> Given exercise
Output the full listing word for word.
[START Data supplied]
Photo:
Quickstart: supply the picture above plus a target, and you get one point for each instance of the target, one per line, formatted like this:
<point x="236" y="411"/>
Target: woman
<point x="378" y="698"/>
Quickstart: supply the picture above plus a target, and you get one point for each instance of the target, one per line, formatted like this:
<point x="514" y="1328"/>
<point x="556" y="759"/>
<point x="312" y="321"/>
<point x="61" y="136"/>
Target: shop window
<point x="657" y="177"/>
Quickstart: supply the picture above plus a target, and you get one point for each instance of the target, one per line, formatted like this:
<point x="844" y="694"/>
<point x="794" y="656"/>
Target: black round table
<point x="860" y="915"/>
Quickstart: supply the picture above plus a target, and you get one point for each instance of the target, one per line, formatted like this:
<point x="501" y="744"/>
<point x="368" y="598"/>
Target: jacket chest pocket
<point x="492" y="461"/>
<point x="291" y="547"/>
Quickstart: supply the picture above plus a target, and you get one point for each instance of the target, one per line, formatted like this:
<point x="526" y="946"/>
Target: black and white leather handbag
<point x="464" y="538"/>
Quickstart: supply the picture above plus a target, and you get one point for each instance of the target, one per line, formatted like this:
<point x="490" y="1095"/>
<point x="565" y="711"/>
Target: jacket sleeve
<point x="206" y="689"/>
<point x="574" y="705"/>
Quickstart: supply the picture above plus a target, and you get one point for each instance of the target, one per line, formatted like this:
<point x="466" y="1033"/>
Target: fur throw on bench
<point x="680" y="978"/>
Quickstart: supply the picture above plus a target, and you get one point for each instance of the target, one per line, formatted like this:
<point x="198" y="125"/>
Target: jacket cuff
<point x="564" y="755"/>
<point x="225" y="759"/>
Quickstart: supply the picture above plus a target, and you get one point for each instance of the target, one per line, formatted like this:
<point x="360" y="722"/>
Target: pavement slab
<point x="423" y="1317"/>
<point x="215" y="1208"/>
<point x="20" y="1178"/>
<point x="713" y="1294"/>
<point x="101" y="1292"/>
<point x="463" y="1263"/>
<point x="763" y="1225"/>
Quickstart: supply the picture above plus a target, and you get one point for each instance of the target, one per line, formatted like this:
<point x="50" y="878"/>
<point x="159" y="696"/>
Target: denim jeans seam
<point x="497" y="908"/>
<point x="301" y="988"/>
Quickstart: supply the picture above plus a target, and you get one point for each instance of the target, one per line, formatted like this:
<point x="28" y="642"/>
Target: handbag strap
[END Data supplied]
> Result below
Photo:
Quickstart: supply the picture above plus a target, and you get one point for each instance of the target, one per line, formatted like this:
<point x="236" y="411"/>
Target: woman
<point x="378" y="698"/>
Quickstart: supply the picture above plus a target, and you get one point for each instance of the target, one per line, formatted like this:
<point x="514" y="1328"/>
<point x="556" y="759"/>
<point x="312" y="321"/>
<point x="61" y="136"/>
Target: shop window
<point x="657" y="177"/>
Quickstart: supply the picture above plus a target, and you get one point for each instance of the target, one per line, formatted like this:
<point x="844" y="694"/>
<point x="794" y="656"/>
Target: black round table
<point x="860" y="915"/>
Quickstart: supply the picture above plus a target, and you get one point for each instance of the target, one per line, formatted like this:
<point x="501" y="744"/>
<point x="368" y="598"/>
Target: jacket chest pocket
<point x="492" y="461"/>
<point x="291" y="547"/>
Quickstart: supply the picture above plus a target, and you get one point for each instance of the target, one per line, formatted like this:
<point x="526" y="946"/>
Target: black and white leather handbag
<point x="464" y="538"/>
Quickstart: supply the picture above plus a target, and you get one point for each instance of the target, one per line, formatted like this:
<point x="490" y="1095"/>
<point x="565" y="711"/>
Target: jacket sleeve
<point x="206" y="689"/>
<point x="574" y="705"/>
Quickstart: supply the picture above plus a target, and you get one point for each instance of the target, one per line, formatted like this:
<point x="466" y="1033"/>
Target: fur throw on bench
<point x="680" y="978"/>
Quickstart: supply the picture above plus a target, and you get one point for each instance of the target, one per line, formatted like this:
<point x="198" y="125"/>
Target: jacket cuff
<point x="564" y="755"/>
<point x="225" y="759"/>
Quickstart: supply the picture above plus a target, and you get one point for each instance of the target, one per line, formatted like this:
<point x="360" y="722"/>
Target: pavement slab
<point x="423" y="1317"/>
<point x="215" y="1208"/>
<point x="20" y="1178"/>
<point x="713" y="1294"/>
<point x="101" y="1292"/>
<point x="463" y="1263"/>
<point x="763" y="1225"/>
Quickstart: supply the picture above plus a target, and you get one point for each instance of the target, one per line, formatted like this:
<point x="50" y="878"/>
<point x="159" y="696"/>
Target: denim jeans seam
<point x="497" y="908"/>
<point x="301" y="988"/>
Quickstart: supply the picture above plus a target, and you get one point for each instance of the target, one per line, formatted like this:
<point x="28" y="642"/>
Target: handbag strap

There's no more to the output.